▸ What needs to be done:
Rewrite the part of the records that starts with the line containing "Reviewer note: every instance of the lamp post" and runs through the end of the records, replacing "keypoint" with "marker" and keeping everything else the same.

▸ Material provided:

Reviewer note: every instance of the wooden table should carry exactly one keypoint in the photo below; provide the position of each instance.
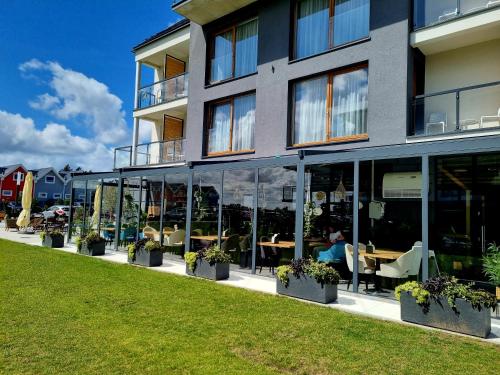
(381, 254)
(281, 244)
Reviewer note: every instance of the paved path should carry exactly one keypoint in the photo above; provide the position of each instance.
(354, 303)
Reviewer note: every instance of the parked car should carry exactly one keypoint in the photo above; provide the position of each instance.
(55, 211)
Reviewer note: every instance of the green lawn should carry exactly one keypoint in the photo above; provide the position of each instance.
(63, 313)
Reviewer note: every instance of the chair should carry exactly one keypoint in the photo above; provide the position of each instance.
(436, 124)
(490, 119)
(151, 233)
(366, 267)
(406, 265)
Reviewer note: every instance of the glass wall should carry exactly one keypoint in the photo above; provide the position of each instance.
(463, 212)
(277, 195)
(205, 212)
(237, 215)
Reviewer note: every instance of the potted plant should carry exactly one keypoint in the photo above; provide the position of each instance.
(91, 244)
(54, 239)
(442, 302)
(491, 266)
(211, 263)
(146, 252)
(308, 279)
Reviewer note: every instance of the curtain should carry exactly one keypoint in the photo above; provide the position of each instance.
(246, 48)
(222, 61)
(310, 110)
(312, 27)
(244, 122)
(350, 103)
(351, 20)
(219, 132)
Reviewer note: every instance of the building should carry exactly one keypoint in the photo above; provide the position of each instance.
(49, 186)
(10, 190)
(379, 119)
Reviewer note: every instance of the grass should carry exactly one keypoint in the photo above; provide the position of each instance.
(63, 313)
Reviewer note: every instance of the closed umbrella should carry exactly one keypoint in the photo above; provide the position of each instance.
(97, 208)
(23, 221)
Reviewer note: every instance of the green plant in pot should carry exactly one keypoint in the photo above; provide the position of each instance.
(91, 244)
(491, 266)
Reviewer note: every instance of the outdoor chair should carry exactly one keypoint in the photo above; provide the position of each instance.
(366, 266)
(436, 124)
(406, 265)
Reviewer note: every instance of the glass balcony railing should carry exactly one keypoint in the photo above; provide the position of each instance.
(163, 92)
(467, 109)
(154, 153)
(431, 12)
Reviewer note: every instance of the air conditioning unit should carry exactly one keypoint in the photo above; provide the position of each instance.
(406, 185)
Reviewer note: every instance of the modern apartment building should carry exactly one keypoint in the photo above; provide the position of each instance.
(379, 119)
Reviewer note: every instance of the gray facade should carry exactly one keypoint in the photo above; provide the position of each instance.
(386, 51)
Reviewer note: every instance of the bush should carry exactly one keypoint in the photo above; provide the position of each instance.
(449, 288)
(322, 273)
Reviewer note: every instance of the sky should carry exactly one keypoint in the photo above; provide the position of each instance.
(67, 78)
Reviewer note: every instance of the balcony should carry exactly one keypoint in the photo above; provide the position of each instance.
(163, 92)
(149, 154)
(449, 24)
(205, 11)
(467, 110)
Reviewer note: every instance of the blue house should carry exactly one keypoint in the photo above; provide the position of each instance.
(49, 186)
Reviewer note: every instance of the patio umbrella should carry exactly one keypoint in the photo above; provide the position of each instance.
(23, 221)
(97, 207)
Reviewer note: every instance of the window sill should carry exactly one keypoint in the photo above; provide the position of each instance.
(337, 48)
(334, 141)
(228, 153)
(218, 83)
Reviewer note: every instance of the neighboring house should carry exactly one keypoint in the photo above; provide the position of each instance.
(9, 190)
(49, 185)
(380, 119)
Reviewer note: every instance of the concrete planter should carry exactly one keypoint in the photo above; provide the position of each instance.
(147, 258)
(54, 242)
(95, 249)
(217, 271)
(307, 288)
(468, 321)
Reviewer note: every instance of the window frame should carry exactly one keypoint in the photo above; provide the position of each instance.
(229, 100)
(331, 26)
(211, 55)
(329, 107)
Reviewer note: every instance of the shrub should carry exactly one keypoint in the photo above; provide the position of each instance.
(321, 272)
(449, 288)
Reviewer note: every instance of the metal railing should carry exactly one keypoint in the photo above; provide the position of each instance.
(154, 153)
(466, 109)
(432, 12)
(163, 91)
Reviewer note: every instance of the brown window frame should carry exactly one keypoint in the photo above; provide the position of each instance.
(231, 28)
(210, 118)
(329, 106)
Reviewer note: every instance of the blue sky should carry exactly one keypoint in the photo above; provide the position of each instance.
(67, 77)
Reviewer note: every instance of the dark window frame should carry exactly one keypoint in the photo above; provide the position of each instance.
(329, 106)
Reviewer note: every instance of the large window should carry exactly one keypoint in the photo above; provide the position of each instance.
(325, 24)
(234, 52)
(231, 125)
(331, 107)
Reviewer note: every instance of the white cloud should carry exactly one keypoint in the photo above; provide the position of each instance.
(54, 145)
(77, 96)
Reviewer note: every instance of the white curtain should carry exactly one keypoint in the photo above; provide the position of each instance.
(310, 110)
(222, 61)
(219, 132)
(351, 20)
(244, 122)
(246, 48)
(312, 27)
(350, 103)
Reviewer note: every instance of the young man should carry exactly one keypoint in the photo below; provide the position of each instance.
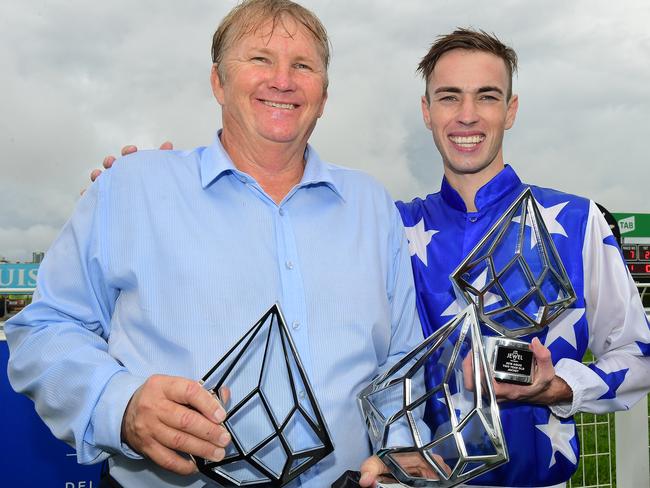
(468, 105)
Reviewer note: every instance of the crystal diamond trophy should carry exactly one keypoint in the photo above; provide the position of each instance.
(517, 280)
(433, 418)
(276, 425)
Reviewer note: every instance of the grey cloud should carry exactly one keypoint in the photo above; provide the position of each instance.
(80, 79)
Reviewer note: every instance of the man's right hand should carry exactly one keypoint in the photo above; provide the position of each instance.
(168, 414)
(109, 160)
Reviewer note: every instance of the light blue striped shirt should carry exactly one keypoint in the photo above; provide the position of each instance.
(172, 255)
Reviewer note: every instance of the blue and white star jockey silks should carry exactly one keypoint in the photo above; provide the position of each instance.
(606, 318)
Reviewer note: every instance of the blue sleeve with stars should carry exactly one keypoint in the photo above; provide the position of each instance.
(619, 335)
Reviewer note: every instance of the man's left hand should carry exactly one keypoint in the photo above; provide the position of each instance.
(546, 389)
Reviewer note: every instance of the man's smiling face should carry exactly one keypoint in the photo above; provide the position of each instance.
(467, 110)
(275, 85)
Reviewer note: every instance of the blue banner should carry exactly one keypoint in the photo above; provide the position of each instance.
(31, 456)
(18, 276)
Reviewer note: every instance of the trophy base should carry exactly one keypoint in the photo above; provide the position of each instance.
(512, 360)
(350, 479)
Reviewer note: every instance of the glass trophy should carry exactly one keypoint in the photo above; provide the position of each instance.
(517, 281)
(276, 425)
(433, 418)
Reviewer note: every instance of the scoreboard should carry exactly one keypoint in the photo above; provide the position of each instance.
(635, 243)
(637, 258)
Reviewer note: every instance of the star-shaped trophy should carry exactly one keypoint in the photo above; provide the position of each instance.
(433, 417)
(526, 286)
(276, 425)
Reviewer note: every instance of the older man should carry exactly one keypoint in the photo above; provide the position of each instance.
(170, 257)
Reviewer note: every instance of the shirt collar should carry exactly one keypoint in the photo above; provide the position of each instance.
(494, 190)
(215, 162)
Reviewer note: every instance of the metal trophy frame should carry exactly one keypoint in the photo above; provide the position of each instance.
(266, 449)
(394, 404)
(531, 286)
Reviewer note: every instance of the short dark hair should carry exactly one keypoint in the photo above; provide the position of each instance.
(469, 40)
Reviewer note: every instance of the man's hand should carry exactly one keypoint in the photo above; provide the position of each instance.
(168, 414)
(546, 389)
(109, 160)
(413, 464)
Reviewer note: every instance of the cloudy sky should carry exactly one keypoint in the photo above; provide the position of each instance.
(80, 79)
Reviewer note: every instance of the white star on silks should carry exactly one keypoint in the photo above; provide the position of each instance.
(563, 327)
(419, 239)
(459, 305)
(550, 220)
(560, 436)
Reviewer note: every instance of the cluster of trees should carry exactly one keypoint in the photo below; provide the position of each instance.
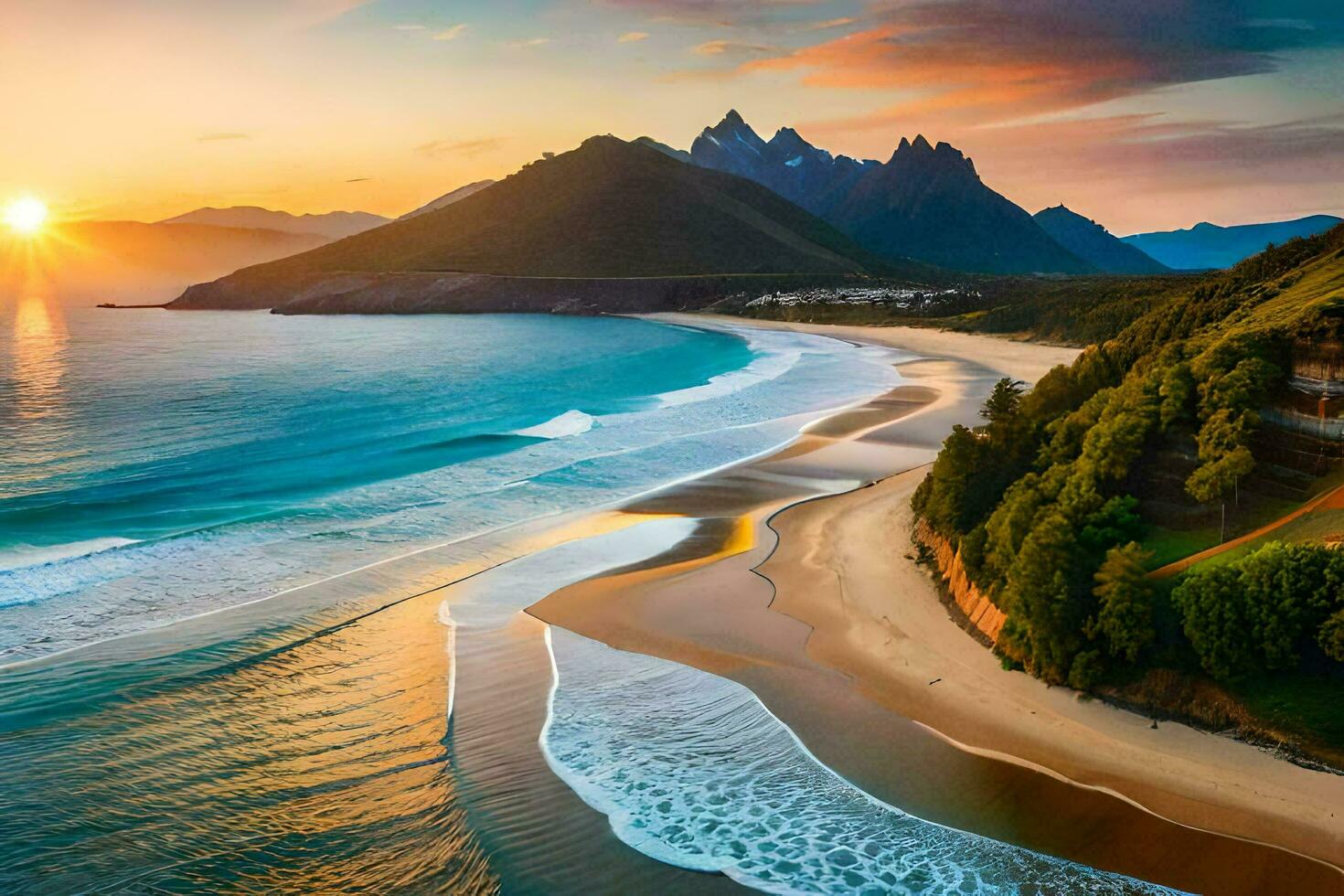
(1266, 610)
(1040, 497)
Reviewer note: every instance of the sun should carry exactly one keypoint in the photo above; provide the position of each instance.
(26, 215)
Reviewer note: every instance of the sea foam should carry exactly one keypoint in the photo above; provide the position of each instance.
(692, 770)
(558, 427)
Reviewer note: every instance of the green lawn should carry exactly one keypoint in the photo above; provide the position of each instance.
(1297, 704)
(1168, 546)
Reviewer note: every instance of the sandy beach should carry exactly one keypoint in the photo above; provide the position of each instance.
(816, 603)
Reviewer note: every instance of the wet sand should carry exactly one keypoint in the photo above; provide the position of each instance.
(837, 629)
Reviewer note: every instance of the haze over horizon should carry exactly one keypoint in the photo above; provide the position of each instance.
(1151, 117)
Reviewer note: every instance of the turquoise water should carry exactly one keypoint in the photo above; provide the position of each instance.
(159, 465)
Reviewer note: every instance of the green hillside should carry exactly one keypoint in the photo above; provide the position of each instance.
(1052, 497)
(608, 208)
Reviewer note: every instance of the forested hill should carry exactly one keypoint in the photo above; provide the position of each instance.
(1050, 498)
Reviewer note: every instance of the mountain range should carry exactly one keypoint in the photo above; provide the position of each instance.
(606, 209)
(144, 263)
(336, 225)
(449, 197)
(925, 202)
(1094, 243)
(1209, 246)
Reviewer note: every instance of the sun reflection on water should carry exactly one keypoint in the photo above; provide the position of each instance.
(37, 355)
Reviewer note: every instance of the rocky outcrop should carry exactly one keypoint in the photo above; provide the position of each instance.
(978, 610)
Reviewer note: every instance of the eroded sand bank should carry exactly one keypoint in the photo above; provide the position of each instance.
(846, 640)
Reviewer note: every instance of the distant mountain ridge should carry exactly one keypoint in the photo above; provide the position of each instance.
(449, 197)
(606, 209)
(925, 203)
(1209, 246)
(133, 262)
(1094, 243)
(336, 225)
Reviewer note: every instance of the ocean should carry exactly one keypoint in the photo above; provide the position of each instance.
(262, 592)
(159, 465)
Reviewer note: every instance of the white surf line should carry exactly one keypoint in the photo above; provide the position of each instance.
(995, 753)
(445, 617)
(615, 813)
(812, 418)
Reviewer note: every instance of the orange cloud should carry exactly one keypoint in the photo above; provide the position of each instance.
(992, 60)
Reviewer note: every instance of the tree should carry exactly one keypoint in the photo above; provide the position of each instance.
(1263, 610)
(1125, 614)
(1331, 635)
(1003, 402)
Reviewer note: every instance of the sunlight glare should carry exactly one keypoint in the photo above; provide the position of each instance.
(26, 215)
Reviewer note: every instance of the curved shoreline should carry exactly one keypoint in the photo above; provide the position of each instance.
(758, 656)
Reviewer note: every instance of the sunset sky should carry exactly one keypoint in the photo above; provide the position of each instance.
(1144, 114)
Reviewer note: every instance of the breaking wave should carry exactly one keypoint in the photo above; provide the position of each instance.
(692, 770)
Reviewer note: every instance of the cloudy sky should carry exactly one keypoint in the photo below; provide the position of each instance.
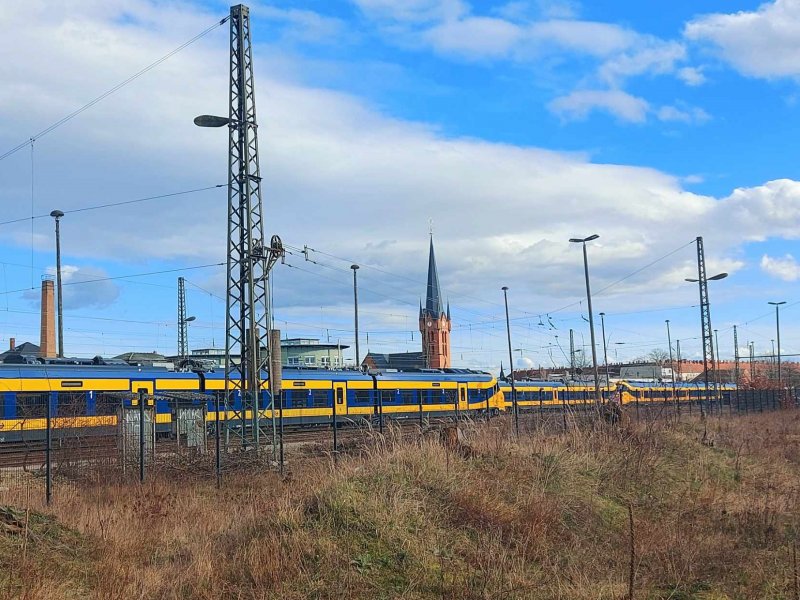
(507, 127)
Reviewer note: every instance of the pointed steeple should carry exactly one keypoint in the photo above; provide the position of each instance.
(433, 298)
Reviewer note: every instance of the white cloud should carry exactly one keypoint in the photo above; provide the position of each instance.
(340, 176)
(785, 268)
(578, 105)
(474, 37)
(760, 43)
(648, 56)
(683, 114)
(691, 76)
(412, 11)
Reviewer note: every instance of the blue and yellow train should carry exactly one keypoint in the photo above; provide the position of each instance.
(541, 394)
(90, 397)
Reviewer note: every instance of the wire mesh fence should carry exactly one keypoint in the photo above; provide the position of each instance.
(63, 439)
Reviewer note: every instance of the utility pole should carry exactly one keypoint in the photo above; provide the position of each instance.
(249, 259)
(183, 325)
(735, 356)
(705, 316)
(777, 306)
(511, 365)
(57, 214)
(605, 347)
(355, 306)
(572, 353)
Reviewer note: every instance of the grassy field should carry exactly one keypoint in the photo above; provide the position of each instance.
(570, 515)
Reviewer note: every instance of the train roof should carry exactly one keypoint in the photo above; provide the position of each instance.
(668, 384)
(36, 371)
(523, 384)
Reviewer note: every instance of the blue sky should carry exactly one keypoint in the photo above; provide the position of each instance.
(511, 125)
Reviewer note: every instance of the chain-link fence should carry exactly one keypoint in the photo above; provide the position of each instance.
(59, 440)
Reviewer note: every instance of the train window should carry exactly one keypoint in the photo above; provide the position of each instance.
(31, 406)
(320, 398)
(72, 404)
(360, 397)
(408, 397)
(106, 404)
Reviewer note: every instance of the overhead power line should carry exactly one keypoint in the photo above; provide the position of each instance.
(121, 203)
(179, 270)
(107, 93)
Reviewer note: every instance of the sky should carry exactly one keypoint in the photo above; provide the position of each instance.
(506, 128)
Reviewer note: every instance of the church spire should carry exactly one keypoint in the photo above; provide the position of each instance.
(433, 298)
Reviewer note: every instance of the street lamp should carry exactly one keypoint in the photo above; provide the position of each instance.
(57, 214)
(511, 364)
(355, 305)
(671, 365)
(605, 347)
(778, 330)
(705, 305)
(591, 317)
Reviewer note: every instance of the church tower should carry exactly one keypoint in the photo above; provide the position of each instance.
(434, 321)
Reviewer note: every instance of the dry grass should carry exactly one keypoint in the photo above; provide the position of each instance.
(542, 517)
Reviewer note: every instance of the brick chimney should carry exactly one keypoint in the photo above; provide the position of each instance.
(47, 343)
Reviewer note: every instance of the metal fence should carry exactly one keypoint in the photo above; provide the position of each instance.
(124, 436)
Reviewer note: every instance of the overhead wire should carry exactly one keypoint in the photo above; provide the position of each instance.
(110, 91)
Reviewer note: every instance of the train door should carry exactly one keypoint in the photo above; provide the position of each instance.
(340, 398)
(462, 397)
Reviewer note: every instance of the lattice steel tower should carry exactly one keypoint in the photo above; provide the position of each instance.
(705, 316)
(183, 344)
(247, 286)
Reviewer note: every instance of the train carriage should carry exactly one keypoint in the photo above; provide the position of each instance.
(87, 399)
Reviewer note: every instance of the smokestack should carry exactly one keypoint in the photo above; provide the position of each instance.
(47, 340)
(275, 373)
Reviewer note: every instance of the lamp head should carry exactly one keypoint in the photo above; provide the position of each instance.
(211, 121)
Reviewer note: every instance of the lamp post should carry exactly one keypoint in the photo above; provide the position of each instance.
(671, 365)
(511, 365)
(605, 347)
(591, 317)
(705, 320)
(778, 335)
(355, 306)
(57, 214)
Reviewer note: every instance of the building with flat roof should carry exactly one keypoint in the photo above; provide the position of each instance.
(295, 352)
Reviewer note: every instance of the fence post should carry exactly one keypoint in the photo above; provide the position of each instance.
(280, 426)
(335, 433)
(48, 451)
(380, 409)
(141, 435)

▸ Result for this exercise:
Reviewer note: every instance of the lamp post should carry exactly one marker in the photo above; provide the position of each instance.
(671, 365)
(511, 365)
(605, 347)
(591, 317)
(705, 320)
(778, 335)
(355, 306)
(57, 214)
Reviewer note: every instance of the building with flat roof should carry exactly one marker in the photo above; provide the position of each instance.
(295, 352)
Reviewer note: every instance of the fence post should carry exactly one marker in the photo above; provide the position of each instance.
(280, 426)
(335, 433)
(48, 451)
(380, 409)
(141, 435)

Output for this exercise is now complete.